> **Excerpts from a detection dataset**
****************************************

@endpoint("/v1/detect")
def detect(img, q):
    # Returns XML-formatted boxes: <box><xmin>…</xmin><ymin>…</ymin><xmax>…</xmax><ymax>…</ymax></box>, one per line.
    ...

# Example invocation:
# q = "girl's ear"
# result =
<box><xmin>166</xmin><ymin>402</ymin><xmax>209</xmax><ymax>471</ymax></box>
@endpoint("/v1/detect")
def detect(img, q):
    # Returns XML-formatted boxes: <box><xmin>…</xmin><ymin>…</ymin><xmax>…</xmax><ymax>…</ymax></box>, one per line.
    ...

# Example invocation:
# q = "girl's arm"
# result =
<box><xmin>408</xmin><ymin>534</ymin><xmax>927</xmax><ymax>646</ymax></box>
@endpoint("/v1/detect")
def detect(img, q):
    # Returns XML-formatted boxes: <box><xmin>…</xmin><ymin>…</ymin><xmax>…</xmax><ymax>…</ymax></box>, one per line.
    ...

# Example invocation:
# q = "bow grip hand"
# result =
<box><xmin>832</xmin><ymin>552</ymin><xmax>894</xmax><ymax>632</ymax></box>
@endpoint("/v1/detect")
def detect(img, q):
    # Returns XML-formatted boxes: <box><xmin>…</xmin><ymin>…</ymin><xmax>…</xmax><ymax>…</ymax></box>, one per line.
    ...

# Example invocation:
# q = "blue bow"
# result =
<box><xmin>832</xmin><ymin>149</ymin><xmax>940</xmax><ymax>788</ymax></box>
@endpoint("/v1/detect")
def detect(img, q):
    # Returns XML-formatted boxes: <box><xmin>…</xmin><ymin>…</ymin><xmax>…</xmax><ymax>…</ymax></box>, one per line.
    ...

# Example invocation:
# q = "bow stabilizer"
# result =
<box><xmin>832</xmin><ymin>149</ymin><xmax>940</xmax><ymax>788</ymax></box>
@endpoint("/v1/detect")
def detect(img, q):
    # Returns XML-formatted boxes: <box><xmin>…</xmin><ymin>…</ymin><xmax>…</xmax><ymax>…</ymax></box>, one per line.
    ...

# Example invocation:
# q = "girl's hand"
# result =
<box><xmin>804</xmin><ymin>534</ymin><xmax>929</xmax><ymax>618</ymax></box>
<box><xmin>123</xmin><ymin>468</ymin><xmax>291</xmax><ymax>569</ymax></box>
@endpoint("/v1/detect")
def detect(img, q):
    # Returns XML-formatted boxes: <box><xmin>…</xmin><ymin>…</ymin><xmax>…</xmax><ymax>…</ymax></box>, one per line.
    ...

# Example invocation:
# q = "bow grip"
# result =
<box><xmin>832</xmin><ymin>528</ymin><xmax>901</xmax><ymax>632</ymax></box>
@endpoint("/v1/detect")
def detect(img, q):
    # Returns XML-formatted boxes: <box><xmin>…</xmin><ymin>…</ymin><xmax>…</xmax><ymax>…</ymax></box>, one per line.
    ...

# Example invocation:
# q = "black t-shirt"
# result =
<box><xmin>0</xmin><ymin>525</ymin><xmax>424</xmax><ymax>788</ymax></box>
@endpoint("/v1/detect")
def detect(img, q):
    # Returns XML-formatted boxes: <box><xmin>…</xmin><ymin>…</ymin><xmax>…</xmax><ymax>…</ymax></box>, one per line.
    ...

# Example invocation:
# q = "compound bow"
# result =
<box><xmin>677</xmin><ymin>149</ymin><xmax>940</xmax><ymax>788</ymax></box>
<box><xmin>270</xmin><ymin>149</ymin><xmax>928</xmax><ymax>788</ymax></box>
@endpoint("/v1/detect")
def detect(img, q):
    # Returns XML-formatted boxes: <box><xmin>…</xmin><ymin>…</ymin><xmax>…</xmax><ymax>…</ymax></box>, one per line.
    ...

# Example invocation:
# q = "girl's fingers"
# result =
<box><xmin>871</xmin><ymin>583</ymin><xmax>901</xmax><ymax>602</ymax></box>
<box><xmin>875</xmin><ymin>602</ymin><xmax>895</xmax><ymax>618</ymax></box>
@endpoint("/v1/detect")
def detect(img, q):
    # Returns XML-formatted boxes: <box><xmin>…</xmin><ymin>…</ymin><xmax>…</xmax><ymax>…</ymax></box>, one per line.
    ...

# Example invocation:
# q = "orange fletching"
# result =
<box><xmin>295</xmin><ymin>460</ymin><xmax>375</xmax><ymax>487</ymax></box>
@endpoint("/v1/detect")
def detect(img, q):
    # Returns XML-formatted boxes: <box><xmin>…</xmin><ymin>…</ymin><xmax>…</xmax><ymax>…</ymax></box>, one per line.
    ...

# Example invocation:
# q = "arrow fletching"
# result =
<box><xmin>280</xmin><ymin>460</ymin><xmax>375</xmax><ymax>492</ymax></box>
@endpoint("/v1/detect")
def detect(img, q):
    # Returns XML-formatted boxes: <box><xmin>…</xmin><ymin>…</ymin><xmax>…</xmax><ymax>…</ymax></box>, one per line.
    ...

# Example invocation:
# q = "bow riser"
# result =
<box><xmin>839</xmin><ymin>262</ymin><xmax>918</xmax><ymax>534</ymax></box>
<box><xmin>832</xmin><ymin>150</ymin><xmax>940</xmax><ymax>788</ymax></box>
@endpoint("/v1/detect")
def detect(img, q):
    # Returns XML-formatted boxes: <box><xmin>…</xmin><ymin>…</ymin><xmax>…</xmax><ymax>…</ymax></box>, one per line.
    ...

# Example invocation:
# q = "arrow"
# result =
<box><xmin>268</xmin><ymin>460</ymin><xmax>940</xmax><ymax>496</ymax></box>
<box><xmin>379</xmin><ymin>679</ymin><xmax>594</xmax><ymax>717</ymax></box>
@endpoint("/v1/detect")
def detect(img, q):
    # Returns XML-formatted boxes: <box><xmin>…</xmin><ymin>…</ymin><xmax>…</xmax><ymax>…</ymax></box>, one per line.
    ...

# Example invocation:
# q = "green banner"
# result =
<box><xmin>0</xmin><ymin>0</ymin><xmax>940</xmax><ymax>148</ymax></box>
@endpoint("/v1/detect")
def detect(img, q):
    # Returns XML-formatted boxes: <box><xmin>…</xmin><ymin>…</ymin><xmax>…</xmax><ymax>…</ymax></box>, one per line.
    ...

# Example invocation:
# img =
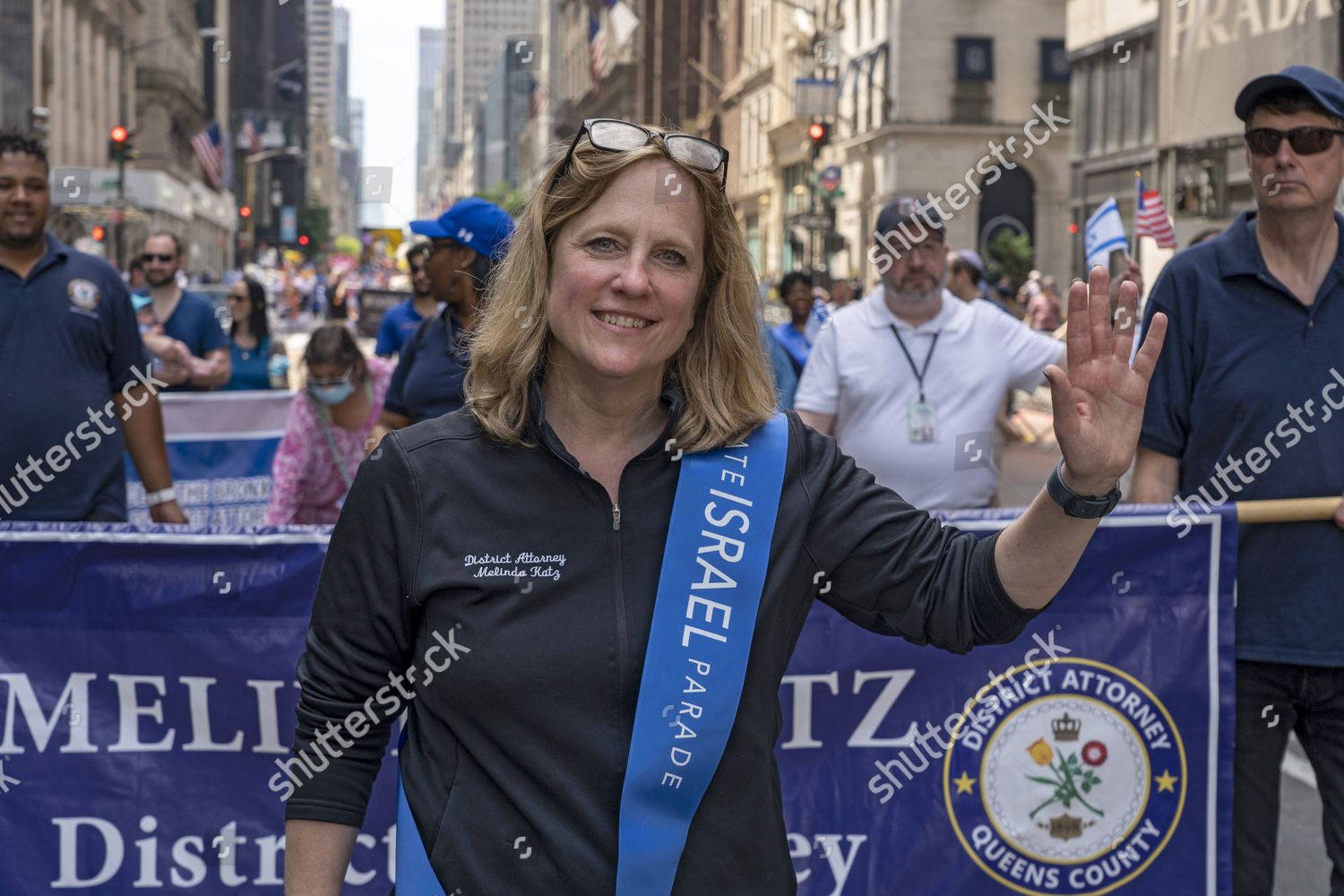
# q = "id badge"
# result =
<box><xmin>906</xmin><ymin>401</ymin><xmax>938</xmax><ymax>444</ymax></box>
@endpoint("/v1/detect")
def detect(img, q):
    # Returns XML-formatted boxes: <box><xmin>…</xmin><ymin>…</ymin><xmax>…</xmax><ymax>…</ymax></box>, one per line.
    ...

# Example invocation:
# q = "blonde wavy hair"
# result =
<box><xmin>465</xmin><ymin>125</ymin><xmax>776</xmax><ymax>452</ymax></box>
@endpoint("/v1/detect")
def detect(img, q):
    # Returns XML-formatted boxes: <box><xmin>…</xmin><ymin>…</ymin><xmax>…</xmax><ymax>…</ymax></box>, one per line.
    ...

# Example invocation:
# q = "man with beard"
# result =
<box><xmin>140</xmin><ymin>232</ymin><xmax>233</xmax><ymax>391</ymax></box>
<box><xmin>374</xmin><ymin>243</ymin><xmax>440</xmax><ymax>358</ymax></box>
<box><xmin>0</xmin><ymin>133</ymin><xmax>187</xmax><ymax>522</ymax></box>
<box><xmin>795</xmin><ymin>196</ymin><xmax>1064</xmax><ymax>509</ymax></box>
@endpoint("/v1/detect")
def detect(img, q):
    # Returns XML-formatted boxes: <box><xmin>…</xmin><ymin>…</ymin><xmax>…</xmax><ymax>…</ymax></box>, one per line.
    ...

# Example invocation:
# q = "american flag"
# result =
<box><xmin>244</xmin><ymin>116</ymin><xmax>261</xmax><ymax>151</ymax></box>
<box><xmin>1134</xmin><ymin>177</ymin><xmax>1176</xmax><ymax>248</ymax></box>
<box><xmin>589</xmin><ymin>12</ymin><xmax>607</xmax><ymax>92</ymax></box>
<box><xmin>191</xmin><ymin>121</ymin><xmax>225</xmax><ymax>189</ymax></box>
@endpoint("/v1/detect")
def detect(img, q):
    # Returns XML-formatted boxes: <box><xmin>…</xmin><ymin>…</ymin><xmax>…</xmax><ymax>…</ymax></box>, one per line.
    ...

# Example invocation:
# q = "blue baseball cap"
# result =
<box><xmin>411</xmin><ymin>196</ymin><xmax>513</xmax><ymax>261</ymax></box>
<box><xmin>1236</xmin><ymin>65</ymin><xmax>1344</xmax><ymax>121</ymax></box>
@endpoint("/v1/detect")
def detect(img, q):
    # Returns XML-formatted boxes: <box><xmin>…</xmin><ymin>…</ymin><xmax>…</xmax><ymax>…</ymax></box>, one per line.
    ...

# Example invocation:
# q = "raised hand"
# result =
<box><xmin>1046</xmin><ymin>266</ymin><xmax>1167</xmax><ymax>495</ymax></box>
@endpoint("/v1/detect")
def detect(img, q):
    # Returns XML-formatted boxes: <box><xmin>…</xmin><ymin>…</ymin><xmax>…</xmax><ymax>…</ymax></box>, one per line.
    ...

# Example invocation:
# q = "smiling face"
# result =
<box><xmin>1246</xmin><ymin>108</ymin><xmax>1344</xmax><ymax>213</ymax></box>
<box><xmin>0</xmin><ymin>151</ymin><xmax>51</xmax><ymax>248</ymax></box>
<box><xmin>547</xmin><ymin>159</ymin><xmax>704</xmax><ymax>388</ymax></box>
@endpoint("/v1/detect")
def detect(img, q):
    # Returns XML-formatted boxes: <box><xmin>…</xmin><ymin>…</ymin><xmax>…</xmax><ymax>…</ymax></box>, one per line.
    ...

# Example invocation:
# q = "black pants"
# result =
<box><xmin>1233</xmin><ymin>661</ymin><xmax>1344</xmax><ymax>896</ymax></box>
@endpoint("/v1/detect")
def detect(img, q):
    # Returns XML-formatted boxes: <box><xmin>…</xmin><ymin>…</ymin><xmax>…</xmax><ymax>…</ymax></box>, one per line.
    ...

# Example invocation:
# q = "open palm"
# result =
<box><xmin>1046</xmin><ymin>266</ymin><xmax>1167</xmax><ymax>495</ymax></box>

****************************************

> **AIM OF THE EXERCISE**
Locate every line in the entries above that contains the string "girl", and copy each of those lines. Case counts.

> **WRITTEN RESPONSE**
# q = "girl's ear"
# q = "girl's arm"
# q = "girl's hand"
# q = "girl's fingers"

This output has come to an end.